## Extrait à lire
Un tour au Palais Royal...

Phnom Penh et ses secrets

Portant en son sein d’incroyables bâtiments coloniaux, de quartiers aménagés, restaurants, bars, attractions, musées, parcs, monuments et autres architectures impressionnantes que sont les bâtiments religieux, on peut aujourd’hui désigner Phnom Penh comme une véritable petite «perle de l’Asie ». Sa célébrité est notamment accrue par la présence de la demeure des rois khmers qui se sont succédés sur le trône. N’importe qui serait impressionné de voir la magnificence de cet édifice.

## Tâche donnée A
Recopiez intégralement le texte sur Phnom Penh, sans y changer quoi que ce soit.
Les lignes de données n'ont aucun rapport avec le texte sur Phnom Penh.

Données enregistrées
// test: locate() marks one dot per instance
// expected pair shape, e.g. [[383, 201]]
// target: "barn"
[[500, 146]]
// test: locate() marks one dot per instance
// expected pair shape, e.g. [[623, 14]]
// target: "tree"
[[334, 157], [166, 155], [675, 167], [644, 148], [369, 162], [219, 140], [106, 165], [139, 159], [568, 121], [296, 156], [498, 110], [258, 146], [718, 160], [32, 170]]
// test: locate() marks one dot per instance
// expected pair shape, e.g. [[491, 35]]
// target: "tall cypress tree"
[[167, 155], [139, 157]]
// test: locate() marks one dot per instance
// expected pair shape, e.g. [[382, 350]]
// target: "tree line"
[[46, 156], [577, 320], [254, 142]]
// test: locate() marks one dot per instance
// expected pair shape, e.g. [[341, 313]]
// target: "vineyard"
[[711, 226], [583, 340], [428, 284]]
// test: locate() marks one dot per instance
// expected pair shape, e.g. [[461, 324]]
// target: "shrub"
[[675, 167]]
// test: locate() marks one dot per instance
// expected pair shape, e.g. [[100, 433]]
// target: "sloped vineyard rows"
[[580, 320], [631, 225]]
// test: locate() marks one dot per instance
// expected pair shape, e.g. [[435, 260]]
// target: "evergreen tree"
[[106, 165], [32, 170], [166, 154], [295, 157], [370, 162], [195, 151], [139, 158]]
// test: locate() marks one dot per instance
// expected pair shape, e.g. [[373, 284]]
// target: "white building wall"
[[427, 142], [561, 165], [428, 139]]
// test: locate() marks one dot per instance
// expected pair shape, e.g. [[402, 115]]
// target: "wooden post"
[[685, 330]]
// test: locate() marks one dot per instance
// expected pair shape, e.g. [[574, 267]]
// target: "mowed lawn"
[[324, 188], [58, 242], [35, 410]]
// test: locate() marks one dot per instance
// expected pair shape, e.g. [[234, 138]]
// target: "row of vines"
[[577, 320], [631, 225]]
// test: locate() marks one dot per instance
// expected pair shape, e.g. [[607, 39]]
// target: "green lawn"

## Tâche donnée B
Restituez sous forme de liste JSON de chaînes, à raison d'une chaîne par ligne et en omettant les lignes vides, les lignes de données comprises entre leur début et la ligne contenant "[[711, 226], [583, 340], [428, 284]]", celle-ci incluse.

## Sortie complète A
Un tour au Palais Royal...

Phnom Penh et ses secrets

Portant en son sein d’incroyables bâtiments coloniaux, de quartiers aménagés, restaurants, bars, attractions, musées, parcs, monuments et autres architectures impressionnantes que sont les bâtiments religieux, on peut aujourd’hui désigner Phnom Penh comme une véritable petite «perle de l’Asie ». Sa célébrité est notamment accrue par la présence de la demeure des rois khmers qui se sont succédés sur le trône. N’importe qui serait impressionné de voir la magnificence de cet édifice.

## Sortie complète B
[
  "// test: locate() marks one dot per instance",
  "// expected pair shape, e.g. [[383, 201]]",
  "// target: \"barn\"",
  "[[500, 146]]",
  "// test: locate() marks one dot per instance",
  "// expected pair shape, e.g. [[623, 14]]",
  "// target: \"tree\"",
  "[[334, 157], [166, 155], [675, 167], [644, 148], [369, 162], [219, 140], [106, 165], [139, 159], [568, 121], [296, 156], [498, 110], [258, 146], [718, 160], [32, 170]]",
  "// test: locate() marks one dot per instance",
  "// expected pair shape, e.g. [[491, 35]]",
  "// target: \"tall cypress tree\"",
  "[[167, 155], [139, 157]]",
  "// test: locate() marks one dot per instance",
  "// expected pair shape, e.g. [[382, 350]]",
  "// target: \"tree line\"",
  "[[46, 156], [577, 320], [254, 142]]",
  "// test: locate() marks one dot per instance",
  "// expected pair shape, e.g. [[341, 313]]",
  "// target: \"vineyard\"",
  "[[711, 226], [583, 340], [428, 284]]"
]